What is needed is an exact repeat of the lines from the line containing "the dragonfly in" through the final line of the entries below, and nothing else.

[Records shown]:
↓↓↓
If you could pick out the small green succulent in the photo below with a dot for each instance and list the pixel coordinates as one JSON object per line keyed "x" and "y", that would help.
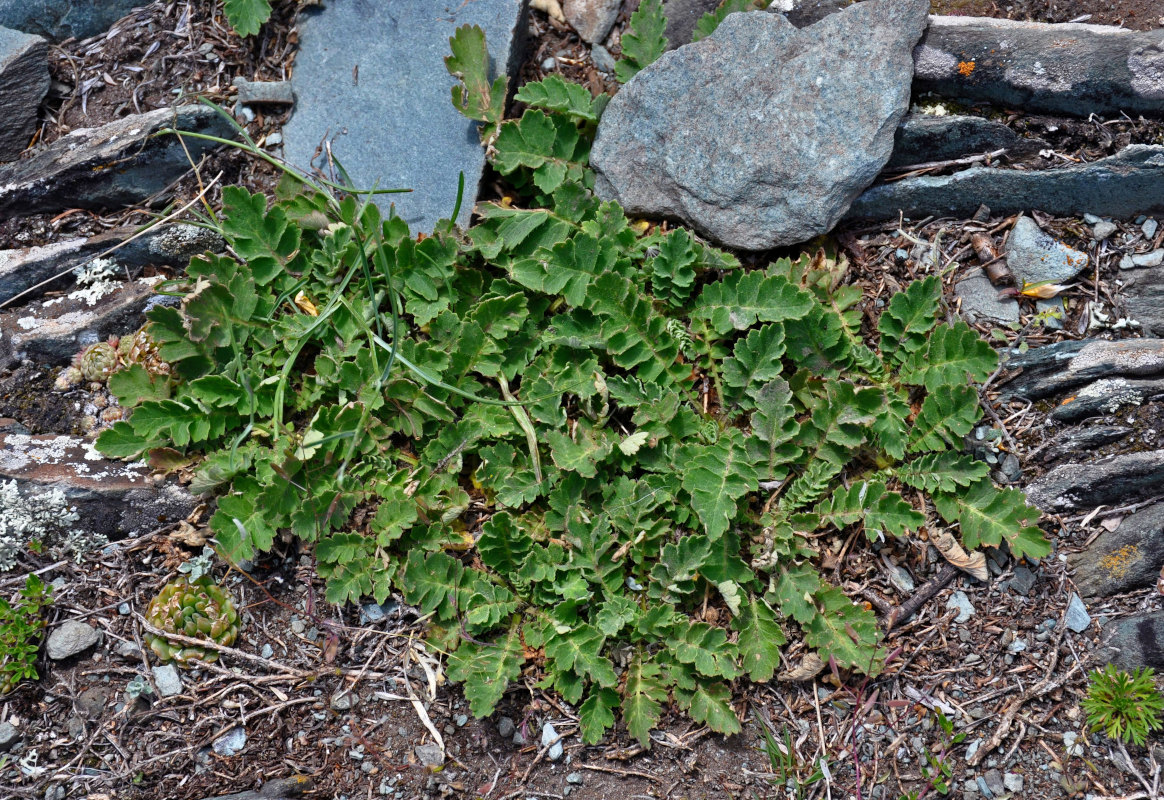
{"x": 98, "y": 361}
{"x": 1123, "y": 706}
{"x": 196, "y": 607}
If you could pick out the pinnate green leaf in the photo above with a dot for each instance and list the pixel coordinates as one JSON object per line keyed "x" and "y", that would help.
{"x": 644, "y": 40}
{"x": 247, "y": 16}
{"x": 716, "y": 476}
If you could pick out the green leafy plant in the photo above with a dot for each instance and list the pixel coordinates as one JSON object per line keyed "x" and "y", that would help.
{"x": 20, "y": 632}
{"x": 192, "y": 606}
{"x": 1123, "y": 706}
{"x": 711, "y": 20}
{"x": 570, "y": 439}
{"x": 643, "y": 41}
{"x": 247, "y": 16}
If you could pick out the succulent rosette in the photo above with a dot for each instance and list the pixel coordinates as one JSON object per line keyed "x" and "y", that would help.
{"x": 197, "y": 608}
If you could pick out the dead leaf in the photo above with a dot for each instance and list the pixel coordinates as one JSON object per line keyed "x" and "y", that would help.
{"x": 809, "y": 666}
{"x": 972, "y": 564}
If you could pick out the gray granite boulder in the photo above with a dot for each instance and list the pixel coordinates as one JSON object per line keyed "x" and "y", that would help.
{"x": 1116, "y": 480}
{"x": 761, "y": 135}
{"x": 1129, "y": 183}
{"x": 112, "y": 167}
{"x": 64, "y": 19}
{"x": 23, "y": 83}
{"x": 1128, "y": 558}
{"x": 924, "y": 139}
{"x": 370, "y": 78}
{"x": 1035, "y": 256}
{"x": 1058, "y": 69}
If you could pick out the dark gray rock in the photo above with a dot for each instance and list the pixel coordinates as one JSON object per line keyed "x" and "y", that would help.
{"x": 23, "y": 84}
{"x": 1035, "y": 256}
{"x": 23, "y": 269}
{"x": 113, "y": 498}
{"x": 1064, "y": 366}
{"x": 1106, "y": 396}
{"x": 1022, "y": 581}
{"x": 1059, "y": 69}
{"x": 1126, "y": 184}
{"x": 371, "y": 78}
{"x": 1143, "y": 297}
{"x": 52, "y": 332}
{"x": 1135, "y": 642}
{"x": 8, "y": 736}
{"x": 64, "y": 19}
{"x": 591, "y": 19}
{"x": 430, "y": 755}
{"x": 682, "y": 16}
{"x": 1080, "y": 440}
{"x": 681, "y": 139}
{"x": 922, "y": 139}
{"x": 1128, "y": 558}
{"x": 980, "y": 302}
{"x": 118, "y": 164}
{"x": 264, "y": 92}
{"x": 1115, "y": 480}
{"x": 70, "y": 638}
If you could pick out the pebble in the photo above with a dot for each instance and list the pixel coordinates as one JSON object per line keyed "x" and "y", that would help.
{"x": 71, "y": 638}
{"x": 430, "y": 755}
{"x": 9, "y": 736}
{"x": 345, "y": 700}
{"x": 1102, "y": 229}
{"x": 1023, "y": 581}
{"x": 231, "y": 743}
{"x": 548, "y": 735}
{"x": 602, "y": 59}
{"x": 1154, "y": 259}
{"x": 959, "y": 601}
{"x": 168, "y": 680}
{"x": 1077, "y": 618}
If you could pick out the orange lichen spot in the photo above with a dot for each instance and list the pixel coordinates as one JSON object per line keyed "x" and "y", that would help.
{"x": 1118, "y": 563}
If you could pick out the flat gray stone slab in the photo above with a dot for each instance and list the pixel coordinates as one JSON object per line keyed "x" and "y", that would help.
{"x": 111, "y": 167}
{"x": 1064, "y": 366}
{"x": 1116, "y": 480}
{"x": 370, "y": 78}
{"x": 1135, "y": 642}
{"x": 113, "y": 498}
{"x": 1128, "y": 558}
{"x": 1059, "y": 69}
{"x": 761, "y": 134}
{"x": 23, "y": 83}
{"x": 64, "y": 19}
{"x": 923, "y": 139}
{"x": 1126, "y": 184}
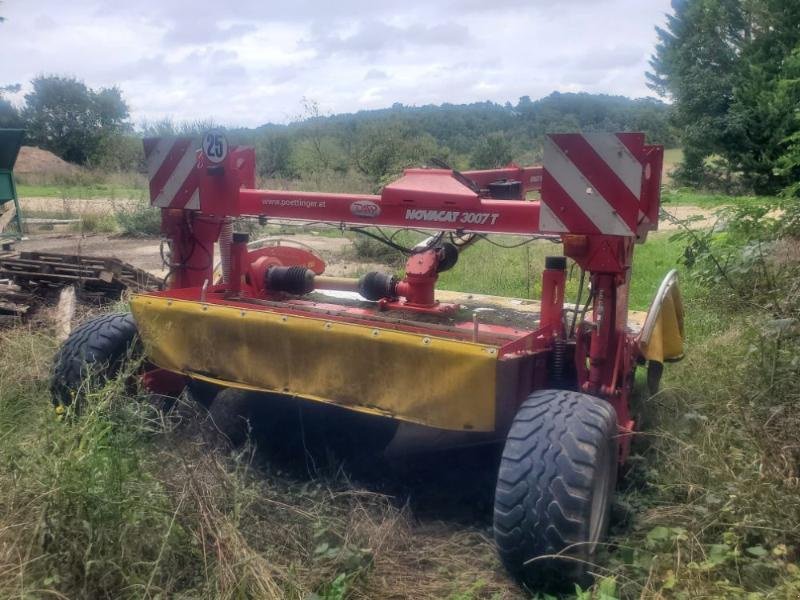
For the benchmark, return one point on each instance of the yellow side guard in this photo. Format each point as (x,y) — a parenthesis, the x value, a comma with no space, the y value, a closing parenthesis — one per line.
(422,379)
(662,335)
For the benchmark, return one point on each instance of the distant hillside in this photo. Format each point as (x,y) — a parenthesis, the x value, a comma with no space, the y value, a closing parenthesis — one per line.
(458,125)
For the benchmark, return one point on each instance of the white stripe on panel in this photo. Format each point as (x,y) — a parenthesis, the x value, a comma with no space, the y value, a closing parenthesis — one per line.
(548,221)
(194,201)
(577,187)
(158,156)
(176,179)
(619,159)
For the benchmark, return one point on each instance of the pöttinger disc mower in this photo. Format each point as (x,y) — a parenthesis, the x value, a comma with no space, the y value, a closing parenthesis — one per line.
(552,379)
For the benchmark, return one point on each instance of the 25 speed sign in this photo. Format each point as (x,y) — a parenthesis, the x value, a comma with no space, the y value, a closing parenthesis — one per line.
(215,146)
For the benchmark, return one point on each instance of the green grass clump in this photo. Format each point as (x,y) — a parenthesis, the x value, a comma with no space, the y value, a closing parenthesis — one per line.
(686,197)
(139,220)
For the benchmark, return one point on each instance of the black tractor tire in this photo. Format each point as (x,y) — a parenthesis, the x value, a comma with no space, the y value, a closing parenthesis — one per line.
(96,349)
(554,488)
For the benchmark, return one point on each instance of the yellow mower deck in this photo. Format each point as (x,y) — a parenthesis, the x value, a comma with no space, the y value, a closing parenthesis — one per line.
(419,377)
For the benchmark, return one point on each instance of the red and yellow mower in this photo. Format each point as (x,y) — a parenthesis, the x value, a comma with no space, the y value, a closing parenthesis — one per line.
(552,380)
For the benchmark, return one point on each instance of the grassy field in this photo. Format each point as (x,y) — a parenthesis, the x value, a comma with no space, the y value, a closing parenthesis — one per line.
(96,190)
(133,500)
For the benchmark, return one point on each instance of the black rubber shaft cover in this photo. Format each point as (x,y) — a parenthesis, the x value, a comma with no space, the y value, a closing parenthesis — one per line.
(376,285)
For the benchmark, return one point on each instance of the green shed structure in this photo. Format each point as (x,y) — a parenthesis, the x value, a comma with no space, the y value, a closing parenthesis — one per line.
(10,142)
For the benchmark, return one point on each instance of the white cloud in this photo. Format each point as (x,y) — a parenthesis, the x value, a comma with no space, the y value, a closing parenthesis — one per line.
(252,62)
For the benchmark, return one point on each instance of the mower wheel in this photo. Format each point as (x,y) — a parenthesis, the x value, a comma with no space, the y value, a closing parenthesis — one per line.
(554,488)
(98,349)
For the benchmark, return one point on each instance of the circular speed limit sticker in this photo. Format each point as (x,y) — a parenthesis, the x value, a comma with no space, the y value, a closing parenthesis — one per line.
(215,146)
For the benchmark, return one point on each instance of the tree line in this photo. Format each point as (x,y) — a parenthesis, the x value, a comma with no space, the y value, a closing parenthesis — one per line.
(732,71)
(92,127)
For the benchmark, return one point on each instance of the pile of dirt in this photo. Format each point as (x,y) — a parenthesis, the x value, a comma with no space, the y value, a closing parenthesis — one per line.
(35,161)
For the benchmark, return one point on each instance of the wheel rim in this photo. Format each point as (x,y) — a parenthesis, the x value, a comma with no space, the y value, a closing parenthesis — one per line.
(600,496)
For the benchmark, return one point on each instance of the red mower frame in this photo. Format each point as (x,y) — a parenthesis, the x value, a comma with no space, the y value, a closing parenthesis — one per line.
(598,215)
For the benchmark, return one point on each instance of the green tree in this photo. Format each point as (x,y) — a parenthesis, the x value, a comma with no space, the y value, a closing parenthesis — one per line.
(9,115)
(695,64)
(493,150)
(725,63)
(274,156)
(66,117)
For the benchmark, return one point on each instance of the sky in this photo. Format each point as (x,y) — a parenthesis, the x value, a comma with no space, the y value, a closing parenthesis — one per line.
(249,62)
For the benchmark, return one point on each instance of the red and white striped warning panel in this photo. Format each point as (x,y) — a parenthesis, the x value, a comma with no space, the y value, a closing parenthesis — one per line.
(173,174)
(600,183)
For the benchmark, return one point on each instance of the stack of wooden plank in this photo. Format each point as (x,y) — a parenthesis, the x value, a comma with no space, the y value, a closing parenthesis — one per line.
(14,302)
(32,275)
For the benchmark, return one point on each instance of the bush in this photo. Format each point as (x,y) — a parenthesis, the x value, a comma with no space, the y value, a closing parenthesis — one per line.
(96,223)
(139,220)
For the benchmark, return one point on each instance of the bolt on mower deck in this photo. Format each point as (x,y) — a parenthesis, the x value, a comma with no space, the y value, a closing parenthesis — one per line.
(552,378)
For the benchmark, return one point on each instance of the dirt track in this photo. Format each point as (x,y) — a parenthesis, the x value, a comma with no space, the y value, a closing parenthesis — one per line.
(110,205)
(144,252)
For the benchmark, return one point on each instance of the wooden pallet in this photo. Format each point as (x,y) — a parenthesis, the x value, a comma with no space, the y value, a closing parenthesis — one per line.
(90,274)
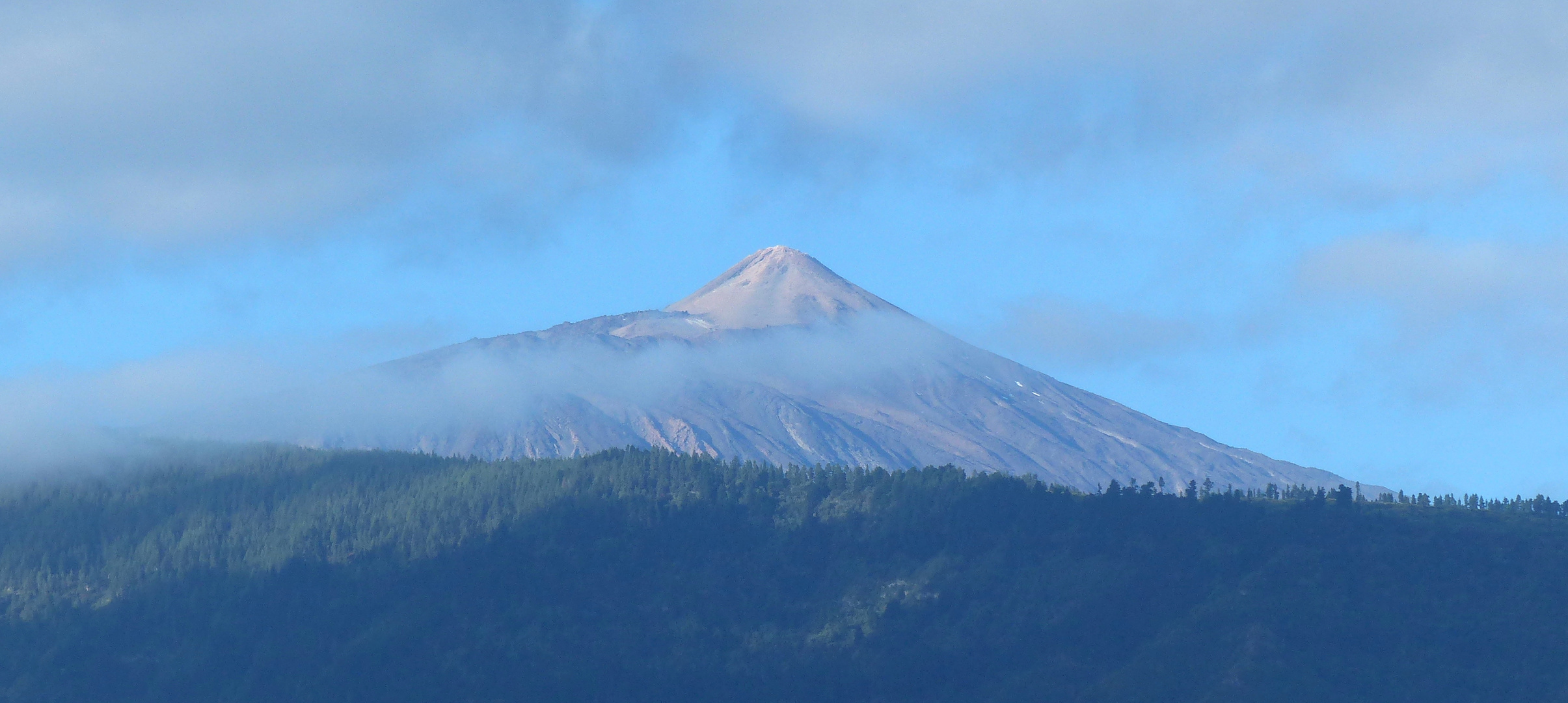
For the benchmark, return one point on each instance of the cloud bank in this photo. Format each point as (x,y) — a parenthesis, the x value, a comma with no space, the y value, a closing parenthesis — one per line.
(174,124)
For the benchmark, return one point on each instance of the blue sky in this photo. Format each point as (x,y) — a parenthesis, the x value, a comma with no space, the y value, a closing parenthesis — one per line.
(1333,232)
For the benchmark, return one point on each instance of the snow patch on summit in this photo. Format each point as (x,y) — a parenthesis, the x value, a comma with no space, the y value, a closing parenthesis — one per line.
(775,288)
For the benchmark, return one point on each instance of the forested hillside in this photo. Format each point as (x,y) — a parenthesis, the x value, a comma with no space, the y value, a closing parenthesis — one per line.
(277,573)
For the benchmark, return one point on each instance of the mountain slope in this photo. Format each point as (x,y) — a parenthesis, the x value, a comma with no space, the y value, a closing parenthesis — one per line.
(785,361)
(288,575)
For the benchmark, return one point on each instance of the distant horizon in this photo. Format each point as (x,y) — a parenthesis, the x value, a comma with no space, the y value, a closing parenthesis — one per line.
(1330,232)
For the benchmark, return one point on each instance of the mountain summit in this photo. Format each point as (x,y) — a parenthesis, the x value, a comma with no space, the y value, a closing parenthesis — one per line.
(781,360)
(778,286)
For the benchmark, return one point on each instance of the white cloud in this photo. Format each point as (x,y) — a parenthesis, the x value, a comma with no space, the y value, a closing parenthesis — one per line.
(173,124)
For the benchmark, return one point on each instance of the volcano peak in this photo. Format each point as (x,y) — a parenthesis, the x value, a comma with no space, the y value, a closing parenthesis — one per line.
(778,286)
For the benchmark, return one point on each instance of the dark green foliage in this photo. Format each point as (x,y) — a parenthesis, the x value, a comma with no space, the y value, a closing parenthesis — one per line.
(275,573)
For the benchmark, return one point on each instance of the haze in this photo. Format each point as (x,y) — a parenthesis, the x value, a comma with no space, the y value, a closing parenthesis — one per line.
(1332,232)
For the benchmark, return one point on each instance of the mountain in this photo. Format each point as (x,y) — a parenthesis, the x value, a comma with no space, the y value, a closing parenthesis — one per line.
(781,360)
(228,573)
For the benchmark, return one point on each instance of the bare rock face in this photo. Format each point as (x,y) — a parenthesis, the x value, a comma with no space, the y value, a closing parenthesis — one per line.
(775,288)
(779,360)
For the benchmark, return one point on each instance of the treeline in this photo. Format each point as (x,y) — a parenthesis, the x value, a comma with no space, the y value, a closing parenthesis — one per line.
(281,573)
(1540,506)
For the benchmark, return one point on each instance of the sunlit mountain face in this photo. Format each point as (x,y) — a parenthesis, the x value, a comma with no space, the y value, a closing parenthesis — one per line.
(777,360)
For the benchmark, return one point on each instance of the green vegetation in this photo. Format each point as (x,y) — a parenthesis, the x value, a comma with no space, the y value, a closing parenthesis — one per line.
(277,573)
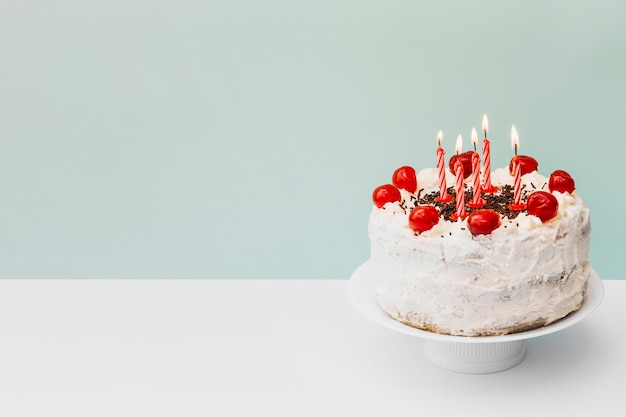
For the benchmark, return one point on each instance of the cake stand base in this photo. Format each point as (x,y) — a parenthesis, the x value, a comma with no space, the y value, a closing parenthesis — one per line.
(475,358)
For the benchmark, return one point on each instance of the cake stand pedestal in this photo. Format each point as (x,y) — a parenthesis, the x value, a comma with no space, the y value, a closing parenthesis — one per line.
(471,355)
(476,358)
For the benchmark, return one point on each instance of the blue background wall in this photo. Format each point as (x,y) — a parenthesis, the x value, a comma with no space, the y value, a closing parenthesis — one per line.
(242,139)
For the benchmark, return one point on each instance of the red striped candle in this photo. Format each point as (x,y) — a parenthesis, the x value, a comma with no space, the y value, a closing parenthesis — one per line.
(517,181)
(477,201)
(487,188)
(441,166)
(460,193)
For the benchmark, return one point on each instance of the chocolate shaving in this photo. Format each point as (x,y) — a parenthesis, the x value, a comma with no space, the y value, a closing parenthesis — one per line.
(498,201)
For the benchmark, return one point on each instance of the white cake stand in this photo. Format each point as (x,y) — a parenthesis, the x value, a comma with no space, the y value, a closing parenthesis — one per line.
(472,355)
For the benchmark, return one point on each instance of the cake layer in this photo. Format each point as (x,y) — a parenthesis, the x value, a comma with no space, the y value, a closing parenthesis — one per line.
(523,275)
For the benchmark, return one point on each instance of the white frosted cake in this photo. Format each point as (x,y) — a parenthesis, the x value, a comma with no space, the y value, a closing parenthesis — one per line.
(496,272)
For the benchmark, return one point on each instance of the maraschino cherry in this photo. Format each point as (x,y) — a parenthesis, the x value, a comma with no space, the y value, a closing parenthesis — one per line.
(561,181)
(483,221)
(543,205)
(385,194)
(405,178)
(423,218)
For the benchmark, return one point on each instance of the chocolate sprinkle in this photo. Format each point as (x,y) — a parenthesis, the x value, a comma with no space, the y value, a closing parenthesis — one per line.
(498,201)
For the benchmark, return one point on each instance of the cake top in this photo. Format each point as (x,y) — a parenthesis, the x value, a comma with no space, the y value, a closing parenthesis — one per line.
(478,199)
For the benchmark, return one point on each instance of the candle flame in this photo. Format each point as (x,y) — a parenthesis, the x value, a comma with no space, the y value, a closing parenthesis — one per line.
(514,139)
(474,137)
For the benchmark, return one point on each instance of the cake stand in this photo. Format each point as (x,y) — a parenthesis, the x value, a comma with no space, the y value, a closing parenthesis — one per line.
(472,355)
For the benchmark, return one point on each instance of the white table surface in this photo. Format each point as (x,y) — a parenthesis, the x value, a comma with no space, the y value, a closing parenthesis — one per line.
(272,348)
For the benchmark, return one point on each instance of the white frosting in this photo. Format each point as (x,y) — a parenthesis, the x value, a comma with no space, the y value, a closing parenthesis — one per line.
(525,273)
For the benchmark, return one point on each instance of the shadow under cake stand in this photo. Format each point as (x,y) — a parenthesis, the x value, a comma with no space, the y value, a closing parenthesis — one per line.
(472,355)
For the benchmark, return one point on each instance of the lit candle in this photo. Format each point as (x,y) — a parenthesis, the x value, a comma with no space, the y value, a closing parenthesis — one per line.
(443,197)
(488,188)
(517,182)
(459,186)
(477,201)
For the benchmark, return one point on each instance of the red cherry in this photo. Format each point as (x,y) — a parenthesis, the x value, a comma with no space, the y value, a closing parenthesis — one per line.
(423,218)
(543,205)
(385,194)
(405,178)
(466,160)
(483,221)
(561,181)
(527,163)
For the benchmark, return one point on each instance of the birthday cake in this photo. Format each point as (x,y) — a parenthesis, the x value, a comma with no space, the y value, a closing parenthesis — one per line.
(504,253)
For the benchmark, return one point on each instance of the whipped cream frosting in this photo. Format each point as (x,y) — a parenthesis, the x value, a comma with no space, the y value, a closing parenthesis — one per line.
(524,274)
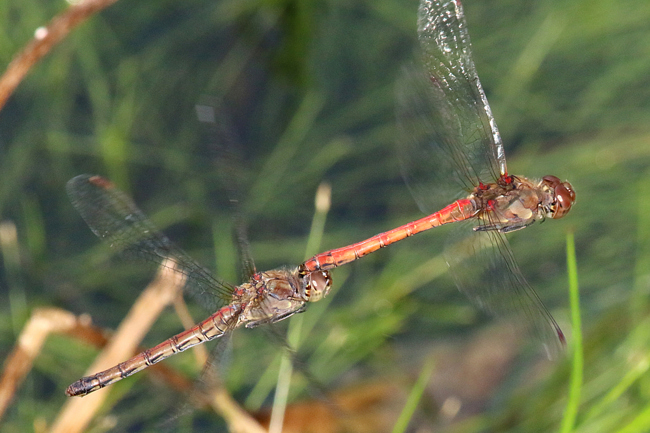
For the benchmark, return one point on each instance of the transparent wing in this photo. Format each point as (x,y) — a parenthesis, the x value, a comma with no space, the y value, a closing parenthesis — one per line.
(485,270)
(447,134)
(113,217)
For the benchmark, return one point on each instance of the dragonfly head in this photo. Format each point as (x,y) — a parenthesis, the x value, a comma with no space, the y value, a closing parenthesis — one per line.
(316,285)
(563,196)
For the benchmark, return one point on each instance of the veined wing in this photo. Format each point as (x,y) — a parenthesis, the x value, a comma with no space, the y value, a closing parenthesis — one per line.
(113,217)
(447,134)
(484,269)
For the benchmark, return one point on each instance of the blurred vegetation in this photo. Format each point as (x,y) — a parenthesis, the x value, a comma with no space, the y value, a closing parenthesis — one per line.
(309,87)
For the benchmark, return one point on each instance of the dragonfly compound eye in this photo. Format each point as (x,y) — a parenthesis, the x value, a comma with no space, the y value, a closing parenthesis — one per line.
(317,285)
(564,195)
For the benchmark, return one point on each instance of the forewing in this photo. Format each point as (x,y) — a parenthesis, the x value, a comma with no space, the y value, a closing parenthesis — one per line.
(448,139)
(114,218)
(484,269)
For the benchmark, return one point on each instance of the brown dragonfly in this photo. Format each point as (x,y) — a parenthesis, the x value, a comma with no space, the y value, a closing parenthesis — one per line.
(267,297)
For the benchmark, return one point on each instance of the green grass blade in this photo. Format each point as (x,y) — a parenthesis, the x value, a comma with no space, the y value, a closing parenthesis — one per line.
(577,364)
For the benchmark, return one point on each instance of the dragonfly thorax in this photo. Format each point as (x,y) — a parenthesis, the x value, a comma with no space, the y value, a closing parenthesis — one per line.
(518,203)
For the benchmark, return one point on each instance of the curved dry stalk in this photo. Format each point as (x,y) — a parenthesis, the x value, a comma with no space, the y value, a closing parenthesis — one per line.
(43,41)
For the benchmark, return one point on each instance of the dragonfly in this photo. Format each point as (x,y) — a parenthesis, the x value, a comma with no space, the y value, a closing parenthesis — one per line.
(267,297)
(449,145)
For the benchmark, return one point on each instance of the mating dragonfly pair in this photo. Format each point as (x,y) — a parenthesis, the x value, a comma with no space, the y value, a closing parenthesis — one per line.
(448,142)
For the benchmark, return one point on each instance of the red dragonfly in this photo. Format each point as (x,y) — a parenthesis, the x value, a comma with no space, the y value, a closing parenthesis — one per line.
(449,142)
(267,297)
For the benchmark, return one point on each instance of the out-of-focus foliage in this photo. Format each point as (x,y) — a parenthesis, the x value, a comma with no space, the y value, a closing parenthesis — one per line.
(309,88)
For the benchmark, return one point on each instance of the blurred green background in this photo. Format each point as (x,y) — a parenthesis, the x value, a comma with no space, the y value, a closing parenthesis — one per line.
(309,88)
↑↑↑
[Result of this exercise]:
For the benchmark, return one point on each instance of the dragonfly in this photo. Format each point as (x,y) — a parenthesis, the x value, a comma with no space, the y value, a closing parenthesis — one per line.
(267,297)
(449,145)
For the benchmark, return one point on each instance of the mating dragonfly pair in this photo. Format each point as (x,y) — a parenthesis, the x value, a comma with no space, the y value, a closing parenthesis — one per line.
(448,142)
For the benchmark, return one point on each instance of the red dragonfly in this photo. Format each point as (x,y) — a parenthesis, the x value, a comma with no space, the y value, a closing parenthesis — one per line.
(449,142)
(267,297)
For the benchmark, return one point on each instance of the out-of-focus foliage in this photo. Format each point as (x,y) — a parenthesis, the x value, a comma with no space, the y value, a closing parenthesis — one per line.
(309,88)
For the benchmark, return one point on each instance of the blurred green background in this photo. Format each point as (x,y) — a parenthesis, the x value, a comma with no space, the y value, a closing parenthesis — one per line.
(309,88)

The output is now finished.